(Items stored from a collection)
= = =

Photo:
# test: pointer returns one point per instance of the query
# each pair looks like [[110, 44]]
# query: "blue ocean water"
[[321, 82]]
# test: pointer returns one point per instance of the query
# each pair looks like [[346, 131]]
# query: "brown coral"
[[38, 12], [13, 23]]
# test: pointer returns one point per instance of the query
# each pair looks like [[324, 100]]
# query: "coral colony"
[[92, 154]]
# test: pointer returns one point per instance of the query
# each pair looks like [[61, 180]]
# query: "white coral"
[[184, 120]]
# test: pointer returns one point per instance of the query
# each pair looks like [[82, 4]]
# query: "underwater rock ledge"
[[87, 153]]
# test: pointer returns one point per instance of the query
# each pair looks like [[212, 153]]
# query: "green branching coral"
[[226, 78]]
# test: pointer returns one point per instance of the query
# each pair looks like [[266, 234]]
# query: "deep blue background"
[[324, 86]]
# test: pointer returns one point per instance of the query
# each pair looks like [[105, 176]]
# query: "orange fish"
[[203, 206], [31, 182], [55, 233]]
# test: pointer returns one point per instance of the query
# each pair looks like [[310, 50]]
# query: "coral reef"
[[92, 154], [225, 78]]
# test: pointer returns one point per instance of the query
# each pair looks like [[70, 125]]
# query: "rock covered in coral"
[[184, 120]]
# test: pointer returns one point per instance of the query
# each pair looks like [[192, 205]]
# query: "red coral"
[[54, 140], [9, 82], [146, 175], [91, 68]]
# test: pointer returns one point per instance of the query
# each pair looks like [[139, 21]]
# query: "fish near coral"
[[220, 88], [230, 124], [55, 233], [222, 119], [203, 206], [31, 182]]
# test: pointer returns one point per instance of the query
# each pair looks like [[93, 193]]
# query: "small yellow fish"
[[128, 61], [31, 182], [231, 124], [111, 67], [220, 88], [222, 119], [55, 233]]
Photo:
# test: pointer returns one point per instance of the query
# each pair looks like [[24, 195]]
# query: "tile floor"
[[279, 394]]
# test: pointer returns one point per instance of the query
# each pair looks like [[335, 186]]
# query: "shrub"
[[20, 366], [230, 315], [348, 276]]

= = =

Reproduce all of the data above line for line, without changing anything.

Photo:
# test: pointer returns one point per instance of the query
# each pair looks like [[110, 44]]
# query: "blue ocean water"
[[321, 82]]
# test: pointer returns one point per instance of the query
# each pair looks like [[346, 131]]
# query: "brown coral"
[[38, 12], [13, 23]]
# test: pointer returns one point per instance of the query
# each pair looks like [[324, 100]]
# query: "coral colony"
[[92, 154]]
# test: pointer returns one point per instance of the query
# each pair looks like [[61, 180]]
# query: "white coral"
[[184, 120]]
# test: pointer returns one point per instance of the query
# each pair looks like [[82, 4]]
# query: "underwater rock ledge"
[[87, 153]]
# test: pointer returns one point per instance of the query
# each pair looks like [[212, 153]]
# query: "green branching coral"
[[226, 78]]
# test: pointer returns one point per instance of the query
# each pair looks like [[266, 234]]
# query: "deep blue background"
[[324, 86]]
# test: pointer returns one point per instance of the query
# each pair looks like [[105, 176]]
# query: "orange fish"
[[203, 206], [31, 182], [55, 233]]
# test: pointer returns one point per instance of the query
# each pair looks like [[310, 50]]
# query: "coral reef"
[[92, 154], [225, 78]]
# test: pointer returns one point per instance of the query
# each pair looks like [[70, 125]]
# query: "rock covered in coral"
[[184, 120]]
# test: pointer returns one point per instance of the query
# each pair looks like [[192, 205]]
# query: "red coral"
[[54, 140], [9, 82], [146, 175], [91, 68]]
# test: pointer returns one point per instance of the query
# each pair looks like [[139, 21]]
# query: "fish near coral"
[[220, 88], [230, 124], [55, 233], [222, 119], [203, 206], [31, 182]]
# test: pointer returns one point per instance of the query
# each pair looks like [[93, 193]]
# query: "small yellow fish"
[[128, 61], [31, 182], [231, 124], [111, 67], [220, 88], [222, 119], [55, 233]]
Photo:
# test: pointer returns one point per instance of the query
# each pair looks like [[24, 195]]
# query: "tile floor"
[[279, 394]]
# test: pointer returns one point per instance of the query
# each pair looks like [[335, 186]]
# query: "shrub"
[[20, 366], [230, 315], [348, 276]]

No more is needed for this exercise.